▶ _Exercise goal_
Report every line of the material below that contains the word "sleeveless", copying each such line in full.

▶ _Data supplied_
##########

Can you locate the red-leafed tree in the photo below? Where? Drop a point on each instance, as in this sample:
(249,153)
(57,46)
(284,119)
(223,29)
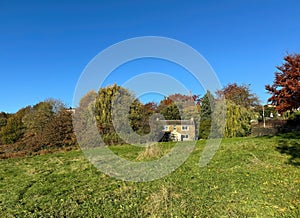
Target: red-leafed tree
(285,90)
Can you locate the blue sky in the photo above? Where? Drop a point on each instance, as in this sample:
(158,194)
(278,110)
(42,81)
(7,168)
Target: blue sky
(45,45)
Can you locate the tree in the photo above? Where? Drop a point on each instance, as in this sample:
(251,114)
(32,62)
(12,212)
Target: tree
(14,128)
(285,89)
(238,120)
(178,106)
(240,95)
(59,131)
(207,104)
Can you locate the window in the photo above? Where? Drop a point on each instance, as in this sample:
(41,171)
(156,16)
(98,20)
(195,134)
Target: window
(185,128)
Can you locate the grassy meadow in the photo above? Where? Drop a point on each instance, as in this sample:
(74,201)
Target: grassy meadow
(247,177)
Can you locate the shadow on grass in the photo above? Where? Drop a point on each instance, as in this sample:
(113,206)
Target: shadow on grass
(289,143)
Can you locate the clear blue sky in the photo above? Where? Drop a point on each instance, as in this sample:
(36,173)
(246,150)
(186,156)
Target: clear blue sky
(45,45)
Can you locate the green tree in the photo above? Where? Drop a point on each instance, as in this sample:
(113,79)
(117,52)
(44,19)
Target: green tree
(238,120)
(14,128)
(206,108)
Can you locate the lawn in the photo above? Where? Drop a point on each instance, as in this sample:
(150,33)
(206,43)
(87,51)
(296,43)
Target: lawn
(247,177)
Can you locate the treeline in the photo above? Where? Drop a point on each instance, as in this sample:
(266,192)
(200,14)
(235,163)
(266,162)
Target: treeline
(48,125)
(42,128)
(240,108)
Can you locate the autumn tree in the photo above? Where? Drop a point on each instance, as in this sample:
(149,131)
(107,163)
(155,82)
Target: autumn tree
(285,89)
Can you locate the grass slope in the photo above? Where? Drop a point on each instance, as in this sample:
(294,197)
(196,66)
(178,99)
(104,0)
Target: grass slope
(248,177)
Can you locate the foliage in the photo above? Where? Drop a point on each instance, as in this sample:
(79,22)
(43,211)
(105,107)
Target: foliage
(3,121)
(238,120)
(239,94)
(14,128)
(206,108)
(285,89)
(248,177)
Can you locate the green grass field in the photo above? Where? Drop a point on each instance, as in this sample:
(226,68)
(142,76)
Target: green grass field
(248,177)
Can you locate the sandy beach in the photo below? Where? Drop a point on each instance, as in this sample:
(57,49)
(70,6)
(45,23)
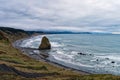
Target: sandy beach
(30,52)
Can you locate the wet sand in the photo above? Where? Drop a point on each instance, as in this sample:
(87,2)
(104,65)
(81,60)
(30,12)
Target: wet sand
(30,52)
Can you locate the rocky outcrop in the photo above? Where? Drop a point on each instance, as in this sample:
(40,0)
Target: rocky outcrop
(45,44)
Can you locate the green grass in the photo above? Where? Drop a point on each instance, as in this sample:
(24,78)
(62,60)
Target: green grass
(13,57)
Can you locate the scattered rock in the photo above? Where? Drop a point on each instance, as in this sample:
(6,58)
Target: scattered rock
(97,60)
(107,58)
(45,44)
(113,62)
(81,54)
(2,52)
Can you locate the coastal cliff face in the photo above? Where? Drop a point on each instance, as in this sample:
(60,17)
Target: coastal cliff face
(45,44)
(12,34)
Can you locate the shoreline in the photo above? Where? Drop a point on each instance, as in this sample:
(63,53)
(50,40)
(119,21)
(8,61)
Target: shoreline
(28,51)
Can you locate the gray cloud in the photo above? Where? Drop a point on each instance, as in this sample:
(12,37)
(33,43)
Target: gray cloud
(77,15)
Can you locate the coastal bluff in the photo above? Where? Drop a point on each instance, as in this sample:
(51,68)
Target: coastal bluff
(45,44)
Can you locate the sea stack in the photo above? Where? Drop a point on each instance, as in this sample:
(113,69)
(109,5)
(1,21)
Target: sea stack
(45,44)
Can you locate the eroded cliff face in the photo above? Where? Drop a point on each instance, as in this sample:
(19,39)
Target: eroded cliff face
(45,44)
(11,34)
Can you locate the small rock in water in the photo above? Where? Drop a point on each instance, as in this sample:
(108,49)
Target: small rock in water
(97,60)
(81,54)
(113,62)
(107,58)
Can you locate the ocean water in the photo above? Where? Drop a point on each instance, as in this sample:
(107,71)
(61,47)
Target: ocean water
(101,53)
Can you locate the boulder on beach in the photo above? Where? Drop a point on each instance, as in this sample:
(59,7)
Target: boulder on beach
(45,44)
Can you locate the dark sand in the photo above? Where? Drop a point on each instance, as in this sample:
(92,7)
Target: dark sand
(30,52)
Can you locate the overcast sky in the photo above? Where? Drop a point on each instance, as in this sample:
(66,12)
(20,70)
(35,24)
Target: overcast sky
(73,15)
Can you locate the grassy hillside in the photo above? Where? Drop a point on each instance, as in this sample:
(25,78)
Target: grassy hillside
(15,62)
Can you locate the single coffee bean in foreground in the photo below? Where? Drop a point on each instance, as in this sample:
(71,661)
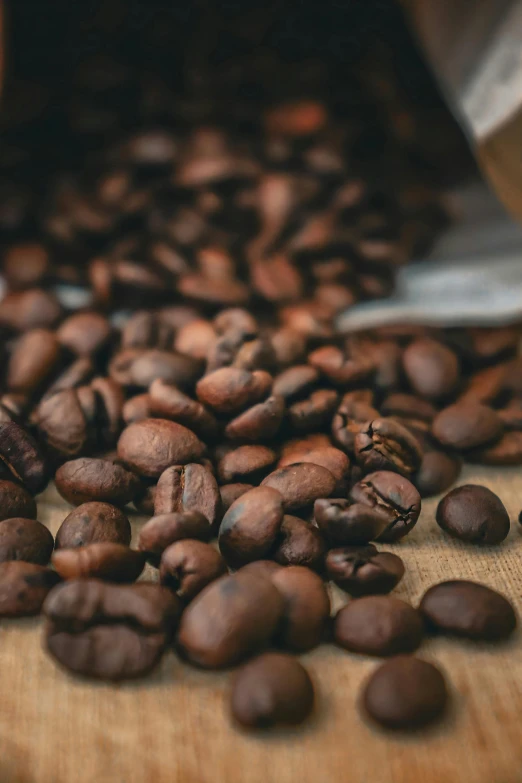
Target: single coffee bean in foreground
(378,625)
(273,689)
(473,514)
(405,693)
(468,609)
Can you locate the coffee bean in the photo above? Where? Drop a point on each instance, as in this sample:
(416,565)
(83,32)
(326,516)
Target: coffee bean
(361,571)
(307,608)
(383,444)
(432,368)
(343,522)
(109,632)
(405,693)
(300,544)
(85,479)
(393,496)
(301,484)
(233,617)
(188,488)
(151,446)
(15,501)
(25,539)
(273,689)
(378,625)
(250,528)
(474,514)
(93,523)
(468,609)
(188,566)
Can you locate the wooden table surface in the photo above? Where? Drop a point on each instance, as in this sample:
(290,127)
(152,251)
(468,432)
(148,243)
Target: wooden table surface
(174,726)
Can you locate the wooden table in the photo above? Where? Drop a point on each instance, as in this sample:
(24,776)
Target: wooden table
(173,726)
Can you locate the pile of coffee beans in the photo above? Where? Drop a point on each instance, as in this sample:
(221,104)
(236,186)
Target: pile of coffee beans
(200,377)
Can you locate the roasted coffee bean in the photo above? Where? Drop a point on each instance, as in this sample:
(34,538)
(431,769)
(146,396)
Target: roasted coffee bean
(109,632)
(468,609)
(188,566)
(151,446)
(271,690)
(383,444)
(25,539)
(188,488)
(432,368)
(15,501)
(474,514)
(233,617)
(23,588)
(465,426)
(378,625)
(165,529)
(245,463)
(93,523)
(301,484)
(85,479)
(344,523)
(360,571)
(438,471)
(392,495)
(250,528)
(106,561)
(21,455)
(300,544)
(405,693)
(307,608)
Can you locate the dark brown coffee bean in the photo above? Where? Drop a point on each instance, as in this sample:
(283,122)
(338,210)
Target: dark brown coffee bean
(344,523)
(245,462)
(273,689)
(432,368)
(384,444)
(188,488)
(22,456)
(392,495)
(251,526)
(23,588)
(85,479)
(151,446)
(378,625)
(468,609)
(93,523)
(467,426)
(15,501)
(230,390)
(188,566)
(25,539)
(438,471)
(405,693)
(307,608)
(106,561)
(300,544)
(233,617)
(301,484)
(361,572)
(474,514)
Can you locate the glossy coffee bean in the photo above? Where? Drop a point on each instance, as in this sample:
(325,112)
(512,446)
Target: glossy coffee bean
(405,693)
(378,625)
(93,523)
(273,689)
(468,609)
(474,514)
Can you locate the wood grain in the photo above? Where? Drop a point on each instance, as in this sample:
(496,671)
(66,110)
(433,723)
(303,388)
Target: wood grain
(174,726)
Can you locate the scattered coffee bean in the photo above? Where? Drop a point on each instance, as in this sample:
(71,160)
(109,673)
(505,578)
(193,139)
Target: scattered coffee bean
(468,609)
(474,514)
(273,689)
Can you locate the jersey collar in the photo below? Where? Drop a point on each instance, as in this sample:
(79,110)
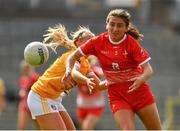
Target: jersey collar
(118,42)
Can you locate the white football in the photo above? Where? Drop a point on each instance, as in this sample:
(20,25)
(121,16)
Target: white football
(36,53)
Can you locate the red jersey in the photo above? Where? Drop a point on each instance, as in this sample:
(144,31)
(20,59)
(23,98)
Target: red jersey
(119,62)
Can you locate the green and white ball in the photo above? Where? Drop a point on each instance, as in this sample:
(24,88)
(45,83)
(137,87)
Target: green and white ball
(36,53)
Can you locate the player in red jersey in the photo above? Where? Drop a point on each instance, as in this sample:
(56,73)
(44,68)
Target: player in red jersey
(26,80)
(126,67)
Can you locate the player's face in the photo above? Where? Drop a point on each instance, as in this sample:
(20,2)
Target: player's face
(83,39)
(116,28)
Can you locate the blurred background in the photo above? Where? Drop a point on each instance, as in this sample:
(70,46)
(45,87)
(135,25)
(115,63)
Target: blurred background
(24,21)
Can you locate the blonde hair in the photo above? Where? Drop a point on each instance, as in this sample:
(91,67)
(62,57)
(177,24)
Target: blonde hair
(125,16)
(80,32)
(57,36)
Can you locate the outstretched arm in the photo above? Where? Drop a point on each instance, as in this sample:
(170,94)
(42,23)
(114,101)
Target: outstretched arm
(67,78)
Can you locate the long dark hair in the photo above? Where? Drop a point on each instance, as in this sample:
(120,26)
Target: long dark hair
(125,16)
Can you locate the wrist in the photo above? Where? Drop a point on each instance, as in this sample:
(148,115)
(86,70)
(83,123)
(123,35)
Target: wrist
(68,69)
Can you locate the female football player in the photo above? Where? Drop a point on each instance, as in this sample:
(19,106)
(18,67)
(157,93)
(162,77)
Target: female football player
(44,99)
(126,67)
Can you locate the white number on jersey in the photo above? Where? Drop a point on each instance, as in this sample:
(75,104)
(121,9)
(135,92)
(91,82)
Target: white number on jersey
(115,66)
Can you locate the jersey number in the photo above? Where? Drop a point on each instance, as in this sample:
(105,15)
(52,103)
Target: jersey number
(115,66)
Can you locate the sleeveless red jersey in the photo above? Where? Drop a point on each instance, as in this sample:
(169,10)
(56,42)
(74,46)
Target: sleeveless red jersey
(119,62)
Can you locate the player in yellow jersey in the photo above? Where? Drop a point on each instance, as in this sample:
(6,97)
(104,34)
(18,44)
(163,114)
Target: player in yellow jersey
(44,99)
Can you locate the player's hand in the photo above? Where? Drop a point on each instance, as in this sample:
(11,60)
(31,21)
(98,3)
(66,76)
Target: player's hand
(67,80)
(137,83)
(90,84)
(103,85)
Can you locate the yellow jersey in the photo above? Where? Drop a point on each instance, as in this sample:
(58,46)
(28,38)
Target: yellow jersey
(49,85)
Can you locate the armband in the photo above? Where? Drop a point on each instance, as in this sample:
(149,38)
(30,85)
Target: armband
(68,69)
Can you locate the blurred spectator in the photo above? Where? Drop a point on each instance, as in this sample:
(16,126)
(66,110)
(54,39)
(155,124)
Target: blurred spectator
(2,95)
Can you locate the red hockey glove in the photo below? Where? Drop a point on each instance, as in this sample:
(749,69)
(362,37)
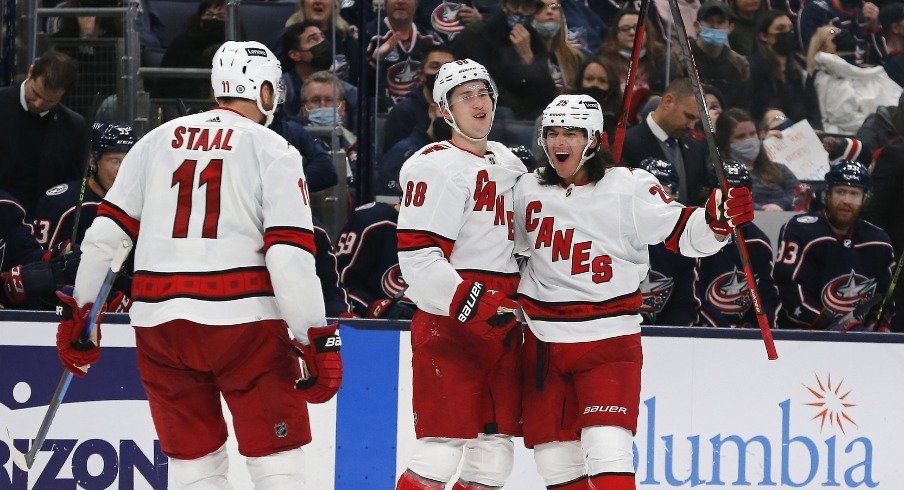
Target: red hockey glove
(390,309)
(724,214)
(323,362)
(14,286)
(75,354)
(485,311)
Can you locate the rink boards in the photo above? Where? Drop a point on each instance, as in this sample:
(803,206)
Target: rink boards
(714,412)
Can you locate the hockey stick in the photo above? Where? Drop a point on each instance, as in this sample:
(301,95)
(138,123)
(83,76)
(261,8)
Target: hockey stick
(81,193)
(716,160)
(25,461)
(891,289)
(639,33)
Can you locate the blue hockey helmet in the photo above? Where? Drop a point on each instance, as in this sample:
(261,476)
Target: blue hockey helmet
(663,170)
(112,136)
(848,172)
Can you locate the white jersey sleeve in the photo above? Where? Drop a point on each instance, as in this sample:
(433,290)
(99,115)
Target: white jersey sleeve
(289,244)
(433,208)
(660,219)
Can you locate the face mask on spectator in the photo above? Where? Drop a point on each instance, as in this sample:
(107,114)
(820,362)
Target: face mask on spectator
(322,56)
(785,43)
(324,116)
(513,18)
(746,150)
(626,53)
(546,30)
(713,38)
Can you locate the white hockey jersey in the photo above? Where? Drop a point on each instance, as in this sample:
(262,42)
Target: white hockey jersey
(220,210)
(588,251)
(456,220)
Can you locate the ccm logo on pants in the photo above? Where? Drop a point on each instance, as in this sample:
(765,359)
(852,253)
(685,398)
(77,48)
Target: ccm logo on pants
(605,408)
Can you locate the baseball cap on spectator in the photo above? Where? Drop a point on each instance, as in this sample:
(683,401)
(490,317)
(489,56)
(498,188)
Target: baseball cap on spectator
(891,13)
(712,9)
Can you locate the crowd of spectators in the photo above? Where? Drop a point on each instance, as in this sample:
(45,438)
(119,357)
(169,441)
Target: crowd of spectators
(836,64)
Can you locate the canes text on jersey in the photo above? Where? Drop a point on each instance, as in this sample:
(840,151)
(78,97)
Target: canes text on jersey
(200,139)
(560,241)
(485,199)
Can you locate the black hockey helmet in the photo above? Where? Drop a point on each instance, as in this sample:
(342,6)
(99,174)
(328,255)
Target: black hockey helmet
(663,170)
(848,172)
(736,173)
(112,136)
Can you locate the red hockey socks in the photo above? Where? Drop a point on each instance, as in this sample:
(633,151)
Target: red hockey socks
(412,481)
(612,481)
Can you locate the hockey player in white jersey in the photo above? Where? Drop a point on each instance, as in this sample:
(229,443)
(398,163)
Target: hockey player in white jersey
(224,261)
(455,241)
(587,226)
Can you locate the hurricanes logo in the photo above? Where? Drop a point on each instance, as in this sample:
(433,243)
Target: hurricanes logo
(393,284)
(728,293)
(844,293)
(656,290)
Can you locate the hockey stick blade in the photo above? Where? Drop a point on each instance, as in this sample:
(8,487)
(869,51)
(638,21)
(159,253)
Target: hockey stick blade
(119,256)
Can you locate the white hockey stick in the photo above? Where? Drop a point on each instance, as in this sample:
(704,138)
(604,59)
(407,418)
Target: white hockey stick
(25,461)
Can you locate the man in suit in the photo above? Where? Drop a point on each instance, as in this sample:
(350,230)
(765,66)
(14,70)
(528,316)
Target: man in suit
(42,142)
(666,134)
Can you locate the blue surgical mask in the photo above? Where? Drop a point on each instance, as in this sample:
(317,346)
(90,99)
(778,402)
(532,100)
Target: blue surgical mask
(746,150)
(713,38)
(512,18)
(324,116)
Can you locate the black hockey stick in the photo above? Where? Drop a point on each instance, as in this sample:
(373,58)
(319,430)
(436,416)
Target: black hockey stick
(716,160)
(73,237)
(891,290)
(639,33)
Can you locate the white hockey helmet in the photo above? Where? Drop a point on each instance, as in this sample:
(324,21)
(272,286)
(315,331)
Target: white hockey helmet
(573,111)
(455,73)
(240,70)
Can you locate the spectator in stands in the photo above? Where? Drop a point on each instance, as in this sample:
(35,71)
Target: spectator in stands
(883,208)
(891,16)
(717,64)
(665,134)
(745,14)
(395,52)
(885,126)
(777,79)
(305,51)
(858,17)
(832,262)
(584,28)
(618,43)
(319,172)
(387,174)
(773,183)
(597,78)
(411,112)
(564,60)
(42,142)
(516,57)
(194,48)
(320,12)
(847,93)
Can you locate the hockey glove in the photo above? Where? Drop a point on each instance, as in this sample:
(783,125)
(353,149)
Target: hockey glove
(76,354)
(723,215)
(323,362)
(485,311)
(390,309)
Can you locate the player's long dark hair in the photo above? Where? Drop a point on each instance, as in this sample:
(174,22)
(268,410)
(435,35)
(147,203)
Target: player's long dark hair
(595,165)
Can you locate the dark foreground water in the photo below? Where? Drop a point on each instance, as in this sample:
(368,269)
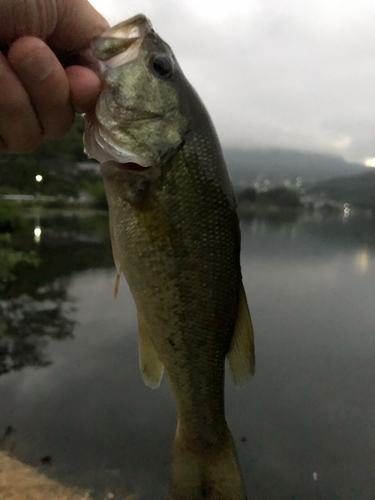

##########

▶ _Finished exercise_
Can you locate the sleeveless red jersey in the photo above? Where? Drop a point on each instance, as in this sample:
Target: sleeveless red jersey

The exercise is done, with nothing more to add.